Quoted text -

In this Nov. 24, 2020, file photo, Tony Blinken, President Joe Biden’s nominee for Secretary of State, speaks at The Queen theater in Wilmington... (AP photo)

Understandable concern

All supporters of a free and democratic Taiwan have inevitably and understandably been concerned about the policies President Biden’s new administration will adopt toward Taiwan. This is not surprising.

No one can deny that the Trump administration did more to support Taiwan over the past four years than any previous U.S. administration. It was arguably his best foreign policy success.

Increased U.S. military sales and other positive steps

During Trump’s four-year term, the United States approved US$18.28 billion in arms sales to Taiwan, surpassing the previous record of US$13.98 billion set during the eight years of the Obama administration. Moreover, the weapons systems sold to Taiwan have been increasingly advanced.

In addition, we have seen increased visits to Taiwan by high-level American officials, more frequent U.S. military transits in the areas around Taiwan, and frequent, strong U.S. policy statements in response to PRC bullying. It is no wonder therefore that a majority of Taiwanese understandably appreciated President Trump.

Recognition that the PRC is a strategic competitor

The underlying rationale of all the decisions benefiting Taiwan was set forth in President Trump’s first National Security Strategy unveiled on Dec. 18, 2017, in which for the first time the People’s Republic of China (PRC) was declared a “strategic competitor.” The strategy accused the PRC government of maintaining a “repressive vision,” pursuing economic aggression designed to weaken America, and characterized both the PRC and Russia as “revisionist” powers trying to “shape a world antithetical to U.S. values and interests.”

Trump: Outlier in his own administration on both the PRC and Taiwan

Ironically, the strategic view of the PRC as a competitor was approved, at least in essence, by the same President Trump who began his administration calling Xi Jinping (習近平) “an incredible guy” and “a friend of mine.” It was also the same President Trump who refused to publicly address the PRC crackdowns in Xinjiang and Hong Kong, reportedly encouraged Xi to continue putting Uyghurs in internment camps, and rejected issuing a public statement on the anniversary of the Tiananmen Massacre.

Hoping for a ground-breaking trade deal with the PRC, President Trump intervened to end sanctions against PRC technology company ZTE as a favor to Mr. Xi. He also offered to end a Justice Department case against a Huawei executive in exchange for trade concessions. Despite such efforts, Trump instead wound up in an unsuccessful trade war with the PRC.

There is little evidence that President Trump himself had any real interest in Taiwan. In fact, most positive initiatives of his administration toward Taiwan appear to have derived from Trump’s appointees and bipartisan congressional support rather than Trump himself, beginning with the decision to take Tsai’s congratulatory phone call after Trump was elected but significantly also before he took office.

National Security Advisor John Bolton, Secretary of State Mike Pompeo, National Security Council Deputy Matt Pottinger, Assistant Secretary of State David Stilwell, and Assistant Secretary of Defense Randy Schriver, among others, were the real driving forces behind the positive measures the United States adopted on Taiwan.

PRC behavior accounts for the change in U.S. views

We need to recognize, moreover, that the more forthcoming and positive U.S. attitude toward Taiwan also reflected an increasingly more accurate, negative assessment of the PRC. More than anything else, this altered U.S. perception was a response to the policies and behavior of the PRC.

List of tasks -
1. Can you repeat the passage on U.S. policy toward Taiwan word for word, starting at "Increased U.S. military" and ending at "been increasingly advanced."?
2. In one to three sentences, why does the article on U.S. policy toward Taiwan say a majority of Taiwanese appreciated President Trump?

Records supplied -

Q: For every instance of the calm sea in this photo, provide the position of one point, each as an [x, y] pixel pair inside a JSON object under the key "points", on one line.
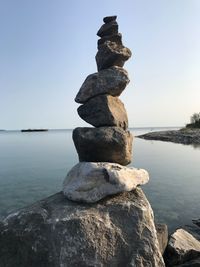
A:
{"points": [[33, 166]]}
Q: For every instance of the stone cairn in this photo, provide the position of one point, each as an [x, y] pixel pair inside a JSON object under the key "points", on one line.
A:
{"points": [[105, 149]]}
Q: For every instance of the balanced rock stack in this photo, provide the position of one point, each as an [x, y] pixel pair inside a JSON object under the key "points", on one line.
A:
{"points": [[106, 148]]}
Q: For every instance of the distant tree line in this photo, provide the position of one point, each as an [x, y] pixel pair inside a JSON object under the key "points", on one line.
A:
{"points": [[194, 121]]}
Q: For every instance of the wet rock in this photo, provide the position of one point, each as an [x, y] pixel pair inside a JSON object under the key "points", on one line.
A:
{"points": [[104, 144], [116, 38], [182, 247], [108, 29], [109, 19], [111, 54], [111, 81], [162, 234], [117, 231], [90, 182], [104, 110]]}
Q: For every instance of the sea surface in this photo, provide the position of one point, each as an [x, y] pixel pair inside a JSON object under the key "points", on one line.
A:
{"points": [[34, 165]]}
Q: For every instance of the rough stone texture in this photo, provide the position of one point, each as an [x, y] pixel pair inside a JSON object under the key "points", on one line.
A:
{"points": [[192, 263], [182, 247], [104, 144], [108, 29], [117, 231], [104, 110], [109, 19], [111, 54], [162, 234], [111, 81], [91, 181], [117, 38]]}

Full answers -
1.
Increased U.S. military sales and other positive steps

During Trump’s four-year term, the United States approved US$18.28 billion in arms sales to Taiwan, surpassing the previous record of US$13.98 billion set during the eight years of the Obama administration. Moreover, the weapons systems sold to Taiwan have been increasingly advanced.

2. During Trump's term, the United States approved US$18.28 billion in arms sales to Taiwan, more than the Obama-era record, and the weapons sold were increasingly advanced. High-level American officials also visited Taiwan more often, and U.S. military transits near Taiwan became more frequent. The U.S. also made frequent, strong policy statements in response to PRC bullying.